Given entries:
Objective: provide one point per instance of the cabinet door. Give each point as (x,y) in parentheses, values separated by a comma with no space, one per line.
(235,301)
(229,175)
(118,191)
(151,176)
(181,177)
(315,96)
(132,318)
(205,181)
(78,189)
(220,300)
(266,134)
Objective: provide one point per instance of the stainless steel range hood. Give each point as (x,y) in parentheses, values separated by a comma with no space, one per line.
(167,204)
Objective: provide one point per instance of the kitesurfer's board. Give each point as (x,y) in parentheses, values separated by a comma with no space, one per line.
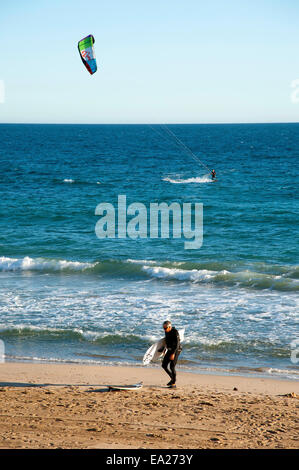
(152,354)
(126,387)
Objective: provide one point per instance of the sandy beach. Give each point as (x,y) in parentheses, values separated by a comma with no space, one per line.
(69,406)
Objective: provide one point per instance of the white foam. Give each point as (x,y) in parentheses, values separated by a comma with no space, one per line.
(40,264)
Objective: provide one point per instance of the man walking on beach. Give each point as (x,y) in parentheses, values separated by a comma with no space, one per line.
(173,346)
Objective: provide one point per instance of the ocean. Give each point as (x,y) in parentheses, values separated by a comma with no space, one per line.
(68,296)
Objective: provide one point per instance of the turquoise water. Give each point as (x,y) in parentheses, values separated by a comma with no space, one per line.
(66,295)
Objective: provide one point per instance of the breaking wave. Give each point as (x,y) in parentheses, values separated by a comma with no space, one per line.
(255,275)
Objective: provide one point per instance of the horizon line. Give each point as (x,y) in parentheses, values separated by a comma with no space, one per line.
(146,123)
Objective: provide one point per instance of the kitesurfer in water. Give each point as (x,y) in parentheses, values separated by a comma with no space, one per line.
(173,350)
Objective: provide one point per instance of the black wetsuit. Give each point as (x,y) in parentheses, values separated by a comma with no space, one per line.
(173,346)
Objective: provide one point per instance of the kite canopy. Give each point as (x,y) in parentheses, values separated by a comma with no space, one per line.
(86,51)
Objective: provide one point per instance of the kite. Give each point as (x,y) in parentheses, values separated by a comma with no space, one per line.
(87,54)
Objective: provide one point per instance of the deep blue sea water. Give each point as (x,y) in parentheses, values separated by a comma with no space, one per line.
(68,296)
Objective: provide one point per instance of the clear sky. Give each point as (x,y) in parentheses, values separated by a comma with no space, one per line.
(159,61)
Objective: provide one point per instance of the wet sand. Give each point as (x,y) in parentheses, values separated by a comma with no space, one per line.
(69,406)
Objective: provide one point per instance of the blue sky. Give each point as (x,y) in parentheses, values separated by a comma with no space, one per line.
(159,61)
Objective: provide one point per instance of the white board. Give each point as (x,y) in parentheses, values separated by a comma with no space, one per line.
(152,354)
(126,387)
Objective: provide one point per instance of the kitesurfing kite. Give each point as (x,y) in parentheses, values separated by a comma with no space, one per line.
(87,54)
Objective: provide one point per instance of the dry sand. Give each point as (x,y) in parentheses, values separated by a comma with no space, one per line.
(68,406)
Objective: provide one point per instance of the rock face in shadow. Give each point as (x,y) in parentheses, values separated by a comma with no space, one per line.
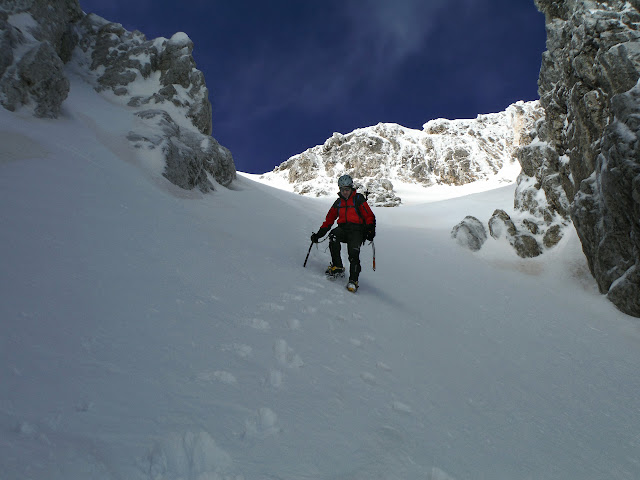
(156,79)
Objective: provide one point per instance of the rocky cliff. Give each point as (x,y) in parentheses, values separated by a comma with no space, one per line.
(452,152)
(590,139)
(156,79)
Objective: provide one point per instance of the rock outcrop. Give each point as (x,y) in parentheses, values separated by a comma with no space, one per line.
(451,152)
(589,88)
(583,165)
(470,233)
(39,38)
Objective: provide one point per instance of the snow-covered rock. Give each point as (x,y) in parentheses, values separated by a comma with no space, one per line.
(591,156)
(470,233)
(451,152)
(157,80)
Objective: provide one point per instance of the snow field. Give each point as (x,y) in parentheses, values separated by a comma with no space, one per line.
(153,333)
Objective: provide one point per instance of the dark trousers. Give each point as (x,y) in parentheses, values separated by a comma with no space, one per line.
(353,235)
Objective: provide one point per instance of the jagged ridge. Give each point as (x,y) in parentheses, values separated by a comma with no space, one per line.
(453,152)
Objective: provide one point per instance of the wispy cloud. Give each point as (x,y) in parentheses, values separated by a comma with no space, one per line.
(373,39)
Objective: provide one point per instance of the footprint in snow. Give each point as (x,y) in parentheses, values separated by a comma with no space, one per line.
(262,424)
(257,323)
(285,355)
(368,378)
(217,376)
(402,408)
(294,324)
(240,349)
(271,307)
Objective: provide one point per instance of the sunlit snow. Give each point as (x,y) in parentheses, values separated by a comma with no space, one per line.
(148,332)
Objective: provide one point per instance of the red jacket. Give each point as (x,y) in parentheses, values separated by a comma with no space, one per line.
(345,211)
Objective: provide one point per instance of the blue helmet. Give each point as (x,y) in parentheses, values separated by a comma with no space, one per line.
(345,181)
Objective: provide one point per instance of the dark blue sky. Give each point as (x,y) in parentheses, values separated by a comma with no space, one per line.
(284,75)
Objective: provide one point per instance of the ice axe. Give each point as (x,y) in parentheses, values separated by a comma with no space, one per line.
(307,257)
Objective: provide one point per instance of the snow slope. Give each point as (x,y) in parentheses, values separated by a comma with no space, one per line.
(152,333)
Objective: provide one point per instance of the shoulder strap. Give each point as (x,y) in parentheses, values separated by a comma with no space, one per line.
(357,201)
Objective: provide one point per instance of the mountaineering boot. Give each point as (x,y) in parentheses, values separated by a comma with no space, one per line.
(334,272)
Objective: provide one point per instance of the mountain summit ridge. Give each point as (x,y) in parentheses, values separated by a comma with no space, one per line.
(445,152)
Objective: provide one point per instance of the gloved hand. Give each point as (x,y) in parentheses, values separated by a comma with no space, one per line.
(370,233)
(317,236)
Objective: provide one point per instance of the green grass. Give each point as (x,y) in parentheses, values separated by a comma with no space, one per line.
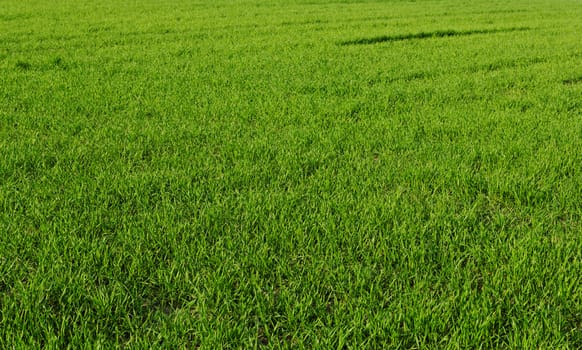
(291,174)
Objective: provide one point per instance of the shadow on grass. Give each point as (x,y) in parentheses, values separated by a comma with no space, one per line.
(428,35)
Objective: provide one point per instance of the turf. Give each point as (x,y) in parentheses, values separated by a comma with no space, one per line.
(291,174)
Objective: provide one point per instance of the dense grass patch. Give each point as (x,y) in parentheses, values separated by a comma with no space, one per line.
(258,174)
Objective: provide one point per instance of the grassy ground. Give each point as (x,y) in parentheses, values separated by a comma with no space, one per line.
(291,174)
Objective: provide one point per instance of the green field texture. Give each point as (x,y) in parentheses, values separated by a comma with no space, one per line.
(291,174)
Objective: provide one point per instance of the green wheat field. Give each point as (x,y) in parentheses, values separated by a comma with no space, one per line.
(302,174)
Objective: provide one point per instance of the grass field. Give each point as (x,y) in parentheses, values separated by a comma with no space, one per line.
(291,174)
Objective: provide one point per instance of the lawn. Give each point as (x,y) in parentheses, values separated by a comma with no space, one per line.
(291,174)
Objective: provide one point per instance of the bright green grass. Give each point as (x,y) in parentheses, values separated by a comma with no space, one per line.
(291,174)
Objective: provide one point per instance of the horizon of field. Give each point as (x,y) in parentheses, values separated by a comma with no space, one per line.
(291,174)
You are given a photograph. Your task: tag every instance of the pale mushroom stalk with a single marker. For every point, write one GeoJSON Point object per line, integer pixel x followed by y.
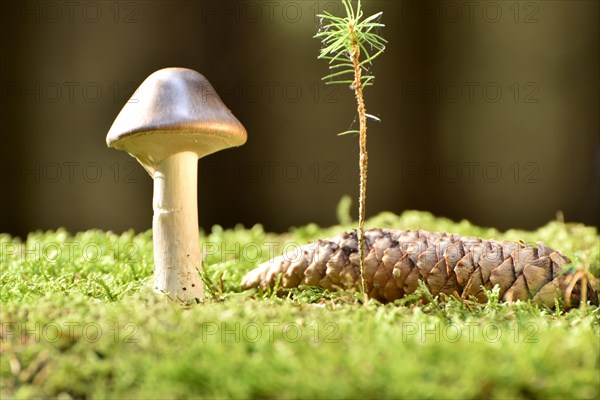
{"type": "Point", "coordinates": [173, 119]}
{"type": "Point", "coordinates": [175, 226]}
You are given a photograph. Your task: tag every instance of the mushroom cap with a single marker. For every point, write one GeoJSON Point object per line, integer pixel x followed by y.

What is needed:
Would you transcribe each of the entries exactly, skipping the pictures?

Task solution:
Objective: provide one point per instance of the cabinet door. Give each point as (x,y) in parentheses, values separated by a comma with no space, one per line.
(235,301)
(229,175)
(118,191)
(151,176)
(181,177)
(315,96)
(132,318)
(205,181)
(78,189)
(220,300)
(266,134)
Objective: provide one point per instance of the stainless steel range hood. Give each point as (x,y) in parentheses, values separated by a comma with no space, one per line.
(167,204)
Objective: provide one point per instance of the kitesurfer's board. Give each point as (x,y) in parentheses, values separated by a comma with no space, one per line.
(152,354)
(126,387)
Objective: provide one point per instance of the sandy beach. Give each point as (x,y) in parentheses, values separated by a comma with no space, one per line.
(69,406)
Objective: provide one point per instance of the white foam. Give each point as (x,y) in parentheses, values separated by a comma with no space, one per line.
(40,264)
Objective: provide one point per instance of the man walking on beach. Give each point as (x,y) in parentheses, values separated by a comma with no space, one per line.
(173,346)
Objective: provide one point per instance of the ocean. Give each point as (x,y) in parentheses, values separated by a comma with no space, one per line.
(68,296)
Objective: provide one point per instance of the turquoise water. Give each point as (x,y) in parentheses, values separated by a comma with no space, one per line.
(66,295)
Objective: provide one point per instance of the breaking wave. Give each point as (x,y) in parentheses, values separated by a comma with no space, one per line.
(255,275)
Objective: provide one point per instance of the horizon line. Give each point as (x,y) in parentheses, values separated by a comma with no space, one per line.
(146,123)
Objective: provide one point per instance of the kitesurfer in water. Give each point as (x,y) in parentheses, values separated by a comma with no space, one per line.
(173,350)
Objective: provide one point per instance of the black wetsuit. Give each point as (x,y) in parentheses, values separated by a comma with no space, one per line.
(173,346)
Objective: provide one point per instance of the kite canopy. Give each point as (x,y) in parentheses, values separated by a comma with no space, one per line.
(86,51)
Objective: provide one point per instance of the kite. Give each point as (x,y) in parentheses, values separated by a comma with no space, one per line.
(87,54)
Objective: provide one point per instance of the deep blue sea water. Give each point as (x,y) in parentheses, values separated by a comma with no space, one per line.
(68,296)
Objective: provide one point per instance of the clear sky. Give each point as (x,y) in parentheses, values separated by a comma with no space, one per line.
(159,61)
Objective: provide one point per instance of the wet sand. Give each point as (x,y) in parentheses, values separated by a comma with no space, one per line.
(69,406)
Objective: provide one point per instance of the blue sky. Give each point as (x,y) in parentheses, values separated by a comma with no space, one per line.
(159,61)
Objective: provide one point per instance of the white board. Give each point as (x,y) in parentheses, values separated by a comma with no space, one per line.
(152,354)
(126,387)
Objective: provide one point per instance of the kitesurfing kite. Give each point as (x,y) in parentheses, values separated by a comma with no space, one per line.
(87,54)
Objective: provide one point per instance of the dry sand. Give each point as (x,y) in parentheses, values separated by a comma with no space, one per line.
(68,406)
Objective: provide one point per instance of the rock face in shadow. Give each point as (x,y) in parentheses, values separated by a comma with no space, one per line.
(156,79)
Objective: provide one point per instance of the rocky cliff. Give each point as (x,y) in parentheses, values separated by a comma with no space, one per line.
(452,152)
(590,139)
(156,79)
Objective: provide one point per instance of the rock outcrop. Give each point as (x,y) in parentheses, values separated by a comma with no space, one per line.
(451,152)
(589,88)
(583,165)
(470,233)
(39,38)
Objective: provide one point per instance of the snow-covered rock. Give each point as (x,y) in parentheses, values separated by a comma with no space, one per line.
(591,156)
(470,233)
(451,152)
(157,80)
Objective: provide one point per instance of the snow field. Give each point as (x,y) in parentheses, values separated by a comma with no space, one per line.
(153,333)
Objective: provide one point per instance of the dark trousers. Give each point as (x,y) in parentheses, values separated by a comma with no space, one per line.
(353,235)
Objective: provide one point per instance of the jagged ridge. Give each point as (x,y) in parentheses, values separated by a comma with no space, one per line.
(453,152)
Objective: provide one point per instance of the wispy cloud. Give each point as (x,y) in parentheses, values separated by a comma with no space, one per line.
(373,39)
Objective: provide one point per instance of the footprint in snow. Give each point as (x,y) in parentheses, values separated by a comma with no space, one per line.
(262,424)
(257,323)
(285,355)
(368,378)
(217,376)
(402,408)
(294,324)
(240,349)
(271,307)
Objective: provide one point per instance of the sunlit snow. Give each point as (x,y) in parentheses, values separated by a comma with no space, one per line.
(148,332)
Objective: provide one point per instance of the red jacket. Give each point as (x,y) in parentheses, values separated by a comma with no space, one per line.
(345,211)
Objective: provide one point per instance of the blue helmet. Give each point as (x,y) in parentheses, values separated by a comma with no space, one per line.
(345,181)
Objective: provide one point per instance of the dark blue sky. Give each point as (x,y) in parentheses, values separated by a comma with no space, one per line.
(284,75)
Objective: provide one point per instance of the ice axe. Give each point as (x,y) in parentheses, values separated by a comma with no space, one per line.
(307,257)
Objective: provide one point per instance of the snow slope. Give each point as (x,y) in parentheses, values separated by a comma with no space, one per line.
(152,333)
Objective: provide one point per instance of the shoulder strap. Give each point as (x,y) in parentheses, values separated by a comma with no space, one per line.
(357,201)
Objective: provide one point per instance of the mountaineering boot. Give each point as (x,y) in parentheses, values separated by a comma with no space, one per line.
(334,272)
Objective: provide one point per instance of the mountain summit ridge. Give each point as (x,y) in parentheses, values separated by a comma with no space, one per line.
(445,152)
Objective: provide one point per instance of the gloved hand. Give each point as (x,y) in parentheses, values separated by a comma with no space, one per line.
(370,233)
(317,236)
Objective: provide one point per instance of the green grass. Give each point as (x,y) in parentheses, values separated by a comma with no space, one per line.
(291,174)
Objective: provide one point per instance of the shadow on grass. Give each point as (x,y) in parentheses, values separated by a comma with no space, one per line.
(428,35)
Objective: provide one point per instance of the turf. Give each point as (x,y) in parentheses, values separated by a comma with no space, one per line.
(291,174)
Objective: provide one point per instance of the dense grass patch. Give each point as (x,y) in parentheses, values separated by a comma with no space, one per line.
(258,174)
Objective: provide one point per instance of the grassy ground. Give each point as (x,y) in parentheses, values separated by a comma with no space, one per line.
(291,174)
Objective: provide one point per instance of the green field texture. Give each point as (x,y) in parentheses, values separated by a comma with no space, one per line.
(291,174)
Objective: provide one point per instance of the green wheat field. Give each point as (x,y) in parentheses, values separated by a comma with no space, one per line.
(302,174)
Objective: provide one point per instance of the grass field. Give each point as (x,y) in parentheses, values separated by a comma with no space, one per line.
(291,174)
Objective: provide one point per instance of the lawn. Give each point as (x,y) in parentheses, values separated by a comma with no space, one per line.
(291,174)
Objective: provide one point per instance of the bright green grass. Give each point as (x,y) in parentheses, values separated by a comma with no space, one per line.
(291,174)
Objective: provide one point per instance of the horizon of field. Give each point as (x,y) in parentheses, values separated by a comma with no space, one per line.
(291,174)
You are given a photograph. Your task: tag every instance of the pale mushroom stalk with a single marker. For every point, write one GeoJSON Point object per line, integer pixel x followed by y.
{"type": "Point", "coordinates": [173, 119]}
{"type": "Point", "coordinates": [175, 226]}
You are given a photograph. Your task: tag every instance of the mushroom cap with a single marker. For every point, write one GeoJSON Point object per line, integer pixel x followed by y.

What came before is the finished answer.